====== Passo scelto

Fotografata sulla spiaggia del Baltico, vicinanze di Kołobrzeg (pronuncia Kouobjeck, tedesco Kolberg), luglio 2010
Liquirizia
Non è proprio la ‘vera’ pianta della liquirizia, come me l’avevano spacciata, ma per lo meno ne è una stretta parente. Ci sono piante che sanno un po’ di liquirizia e qualcuno le chiama liquirizia, così per modo di dire. Come il volgare polipodio (9 novembre 2008) che da bambini succhiavamo chiamandolo reganisso. O addirittura l’elicriso (5 luglio 2008), il cui odore sì penetrante, ma non certo dolce, poco ricorda la liquirizia, ma con questo nome viene chissà perchè talvolta spacciato nei vivai.

============

* [Compito A]
Ripeti per favore, dal brano sulla liquirizia, il testo che inizia con "Fotografata sulla spiaggia" e finisce con "spacciato nei vivai.".
* [Compito B]
Riassumi in due frasi il brano sulla liquirizia.
I record qui non servono a nulla.

====== I dati

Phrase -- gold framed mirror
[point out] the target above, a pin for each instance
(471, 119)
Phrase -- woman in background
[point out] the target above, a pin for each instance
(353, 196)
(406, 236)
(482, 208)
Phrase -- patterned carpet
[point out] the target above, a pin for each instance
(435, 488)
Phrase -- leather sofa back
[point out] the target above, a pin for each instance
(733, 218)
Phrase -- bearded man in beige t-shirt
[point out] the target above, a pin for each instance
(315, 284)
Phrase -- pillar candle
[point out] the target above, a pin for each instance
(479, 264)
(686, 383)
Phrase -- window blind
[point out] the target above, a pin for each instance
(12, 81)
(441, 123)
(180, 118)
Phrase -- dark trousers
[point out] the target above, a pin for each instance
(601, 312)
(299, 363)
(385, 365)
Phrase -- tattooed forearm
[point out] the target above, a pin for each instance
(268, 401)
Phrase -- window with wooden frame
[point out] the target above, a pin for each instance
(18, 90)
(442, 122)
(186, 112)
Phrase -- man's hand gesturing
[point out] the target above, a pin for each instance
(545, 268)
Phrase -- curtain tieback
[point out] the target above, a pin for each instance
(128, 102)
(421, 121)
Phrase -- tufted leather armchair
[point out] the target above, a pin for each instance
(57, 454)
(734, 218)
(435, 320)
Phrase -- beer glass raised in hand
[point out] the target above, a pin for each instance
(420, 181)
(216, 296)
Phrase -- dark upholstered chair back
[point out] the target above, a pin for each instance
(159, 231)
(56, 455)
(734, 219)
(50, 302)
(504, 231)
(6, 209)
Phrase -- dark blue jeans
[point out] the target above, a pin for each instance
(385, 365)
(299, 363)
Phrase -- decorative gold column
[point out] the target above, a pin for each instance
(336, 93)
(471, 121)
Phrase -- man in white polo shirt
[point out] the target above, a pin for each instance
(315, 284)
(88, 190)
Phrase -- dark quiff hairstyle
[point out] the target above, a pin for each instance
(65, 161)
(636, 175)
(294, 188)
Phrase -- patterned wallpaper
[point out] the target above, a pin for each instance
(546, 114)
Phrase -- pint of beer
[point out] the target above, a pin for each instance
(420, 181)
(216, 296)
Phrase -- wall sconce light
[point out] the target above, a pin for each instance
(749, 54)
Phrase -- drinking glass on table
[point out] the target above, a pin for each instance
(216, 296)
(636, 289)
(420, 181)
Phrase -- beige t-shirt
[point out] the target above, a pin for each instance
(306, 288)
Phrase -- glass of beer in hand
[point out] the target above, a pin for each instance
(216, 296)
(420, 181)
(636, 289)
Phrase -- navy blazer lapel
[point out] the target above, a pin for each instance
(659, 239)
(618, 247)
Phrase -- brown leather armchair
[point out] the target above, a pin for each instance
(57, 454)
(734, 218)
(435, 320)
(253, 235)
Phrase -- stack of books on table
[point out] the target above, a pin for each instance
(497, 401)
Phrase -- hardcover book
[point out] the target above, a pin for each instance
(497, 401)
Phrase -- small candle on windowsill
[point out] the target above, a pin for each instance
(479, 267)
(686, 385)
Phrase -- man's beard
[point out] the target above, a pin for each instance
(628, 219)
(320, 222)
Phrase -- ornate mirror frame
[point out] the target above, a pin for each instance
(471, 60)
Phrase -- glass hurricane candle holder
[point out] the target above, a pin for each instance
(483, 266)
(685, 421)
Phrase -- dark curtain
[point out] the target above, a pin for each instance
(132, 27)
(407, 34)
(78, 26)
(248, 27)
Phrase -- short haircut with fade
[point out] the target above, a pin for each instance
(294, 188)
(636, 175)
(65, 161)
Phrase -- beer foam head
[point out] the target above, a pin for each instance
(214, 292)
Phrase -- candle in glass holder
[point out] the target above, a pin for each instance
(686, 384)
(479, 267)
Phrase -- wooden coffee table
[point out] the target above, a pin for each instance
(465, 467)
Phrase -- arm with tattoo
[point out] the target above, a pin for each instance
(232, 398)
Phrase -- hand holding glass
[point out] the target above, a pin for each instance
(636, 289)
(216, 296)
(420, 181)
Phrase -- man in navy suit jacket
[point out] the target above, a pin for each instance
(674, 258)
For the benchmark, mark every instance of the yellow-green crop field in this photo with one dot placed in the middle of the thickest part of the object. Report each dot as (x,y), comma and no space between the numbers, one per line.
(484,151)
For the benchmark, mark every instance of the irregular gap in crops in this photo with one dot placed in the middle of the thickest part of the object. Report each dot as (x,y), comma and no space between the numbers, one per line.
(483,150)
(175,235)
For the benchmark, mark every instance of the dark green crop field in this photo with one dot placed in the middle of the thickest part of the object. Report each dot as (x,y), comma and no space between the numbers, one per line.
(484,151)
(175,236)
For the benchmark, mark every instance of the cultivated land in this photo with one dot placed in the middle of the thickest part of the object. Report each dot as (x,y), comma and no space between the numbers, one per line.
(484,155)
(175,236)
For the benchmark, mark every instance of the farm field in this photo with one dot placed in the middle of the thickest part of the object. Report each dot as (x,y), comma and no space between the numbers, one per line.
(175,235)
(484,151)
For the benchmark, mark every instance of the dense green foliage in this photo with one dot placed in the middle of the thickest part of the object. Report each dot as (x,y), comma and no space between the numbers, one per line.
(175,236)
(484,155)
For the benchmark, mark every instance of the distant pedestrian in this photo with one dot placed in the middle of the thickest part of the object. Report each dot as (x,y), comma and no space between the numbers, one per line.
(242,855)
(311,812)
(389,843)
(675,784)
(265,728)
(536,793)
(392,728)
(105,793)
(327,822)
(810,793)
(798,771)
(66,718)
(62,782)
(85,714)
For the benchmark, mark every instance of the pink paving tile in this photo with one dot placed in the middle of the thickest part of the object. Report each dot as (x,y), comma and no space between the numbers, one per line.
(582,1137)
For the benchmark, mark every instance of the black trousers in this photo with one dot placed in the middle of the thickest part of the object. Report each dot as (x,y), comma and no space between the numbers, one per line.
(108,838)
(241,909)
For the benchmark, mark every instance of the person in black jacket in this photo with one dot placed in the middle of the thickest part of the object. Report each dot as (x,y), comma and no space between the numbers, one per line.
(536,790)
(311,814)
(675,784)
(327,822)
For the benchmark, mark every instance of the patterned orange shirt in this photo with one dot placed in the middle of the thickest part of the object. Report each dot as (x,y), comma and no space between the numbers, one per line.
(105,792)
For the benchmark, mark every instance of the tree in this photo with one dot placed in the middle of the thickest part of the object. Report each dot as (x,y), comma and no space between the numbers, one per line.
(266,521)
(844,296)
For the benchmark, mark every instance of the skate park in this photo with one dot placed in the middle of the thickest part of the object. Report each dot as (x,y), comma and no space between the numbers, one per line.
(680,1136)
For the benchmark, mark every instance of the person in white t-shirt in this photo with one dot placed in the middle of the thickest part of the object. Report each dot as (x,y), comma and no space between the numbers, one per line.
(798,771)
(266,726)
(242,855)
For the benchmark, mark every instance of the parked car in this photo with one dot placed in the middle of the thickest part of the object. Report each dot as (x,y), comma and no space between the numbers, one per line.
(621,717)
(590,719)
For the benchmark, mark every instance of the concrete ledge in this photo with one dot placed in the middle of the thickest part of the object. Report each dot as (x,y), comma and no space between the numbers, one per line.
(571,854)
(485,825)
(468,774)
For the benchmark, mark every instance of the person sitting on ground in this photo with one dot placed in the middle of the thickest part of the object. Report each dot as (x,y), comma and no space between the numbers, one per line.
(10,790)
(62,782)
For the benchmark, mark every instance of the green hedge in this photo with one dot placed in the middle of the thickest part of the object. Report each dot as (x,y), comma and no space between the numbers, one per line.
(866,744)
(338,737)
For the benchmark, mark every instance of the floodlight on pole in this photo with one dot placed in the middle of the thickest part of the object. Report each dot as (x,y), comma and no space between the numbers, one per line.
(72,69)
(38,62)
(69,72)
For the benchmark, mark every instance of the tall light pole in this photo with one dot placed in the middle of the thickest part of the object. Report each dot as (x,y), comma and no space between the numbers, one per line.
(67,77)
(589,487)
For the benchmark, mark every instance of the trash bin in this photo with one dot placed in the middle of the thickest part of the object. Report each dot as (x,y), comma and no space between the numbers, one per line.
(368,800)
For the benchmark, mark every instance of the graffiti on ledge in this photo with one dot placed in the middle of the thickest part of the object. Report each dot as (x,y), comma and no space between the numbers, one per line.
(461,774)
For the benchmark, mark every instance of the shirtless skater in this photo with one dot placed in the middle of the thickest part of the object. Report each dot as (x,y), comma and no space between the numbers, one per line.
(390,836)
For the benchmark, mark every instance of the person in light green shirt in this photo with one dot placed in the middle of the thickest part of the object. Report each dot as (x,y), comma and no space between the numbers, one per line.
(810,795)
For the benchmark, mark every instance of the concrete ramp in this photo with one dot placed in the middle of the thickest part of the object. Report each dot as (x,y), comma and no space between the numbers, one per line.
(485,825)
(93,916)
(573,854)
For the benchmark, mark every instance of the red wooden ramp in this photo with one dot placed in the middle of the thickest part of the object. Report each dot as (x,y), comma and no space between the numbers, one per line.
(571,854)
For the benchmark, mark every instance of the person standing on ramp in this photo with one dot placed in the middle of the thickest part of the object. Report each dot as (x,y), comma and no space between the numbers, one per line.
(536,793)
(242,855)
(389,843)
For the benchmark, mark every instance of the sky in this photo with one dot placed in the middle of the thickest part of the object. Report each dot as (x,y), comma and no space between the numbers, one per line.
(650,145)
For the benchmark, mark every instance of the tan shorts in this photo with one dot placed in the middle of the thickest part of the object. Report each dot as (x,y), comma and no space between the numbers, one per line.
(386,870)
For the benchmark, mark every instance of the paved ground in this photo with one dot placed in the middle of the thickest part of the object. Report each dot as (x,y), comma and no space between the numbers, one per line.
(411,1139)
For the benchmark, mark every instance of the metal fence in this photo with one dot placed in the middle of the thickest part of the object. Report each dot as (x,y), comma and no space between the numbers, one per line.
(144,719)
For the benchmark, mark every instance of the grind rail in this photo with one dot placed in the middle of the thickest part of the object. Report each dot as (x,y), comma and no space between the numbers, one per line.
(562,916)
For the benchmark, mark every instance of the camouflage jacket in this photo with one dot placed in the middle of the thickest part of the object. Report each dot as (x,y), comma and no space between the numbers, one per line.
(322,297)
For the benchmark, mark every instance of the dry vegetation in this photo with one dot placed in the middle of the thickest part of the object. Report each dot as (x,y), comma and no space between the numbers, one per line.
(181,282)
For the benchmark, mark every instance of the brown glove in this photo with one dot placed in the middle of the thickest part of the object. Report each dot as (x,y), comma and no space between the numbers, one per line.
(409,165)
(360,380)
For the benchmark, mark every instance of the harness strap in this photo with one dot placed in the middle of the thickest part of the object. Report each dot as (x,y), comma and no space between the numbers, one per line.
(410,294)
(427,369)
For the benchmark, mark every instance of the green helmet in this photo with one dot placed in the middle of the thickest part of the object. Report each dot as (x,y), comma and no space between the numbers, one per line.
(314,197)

============

* [Risposta A]
Fotografata sulla spiaggia del Baltico, vicinanze di Kołobrzeg (pronuncia Kouobjeck, tedesco Kolberg), luglio 2010
Liquirizia
Non è proprio la ‘vera’ pianta della liquirizia, come me l’avevano spacciata, ma per lo meno ne è una stretta parente. Ci sono piante che sanno un po’ di liquirizia e qualcuno le chiama liquirizia, così per modo di dire. Come il volgare polipodio (9 novembre 2008) che da bambini succhiavamo chiamandolo reganisso. O addirittura l’elicriso (5 luglio 2008), il cui odore sì penetrante, ma non certo dolce, poco ricorda la liquirizia, ma con questo nome viene chissà perchè talvolta spacciato nei vivai.

* [Risposta B]
La pianta presentata non è la vera liquirizia, come era stato sostenuto, ma ne è almeno una stretta parente. Alcune piante vengono chiamate liquirizia per modo di dire, come il polipodio, che da bambini si succhiava chiamandolo reganisso, o perfino l'elicriso, il cui odore penetrante ma non dolce ricorda poco la liquirizia, eppure talvolta nei vivai è venduto con questo nome.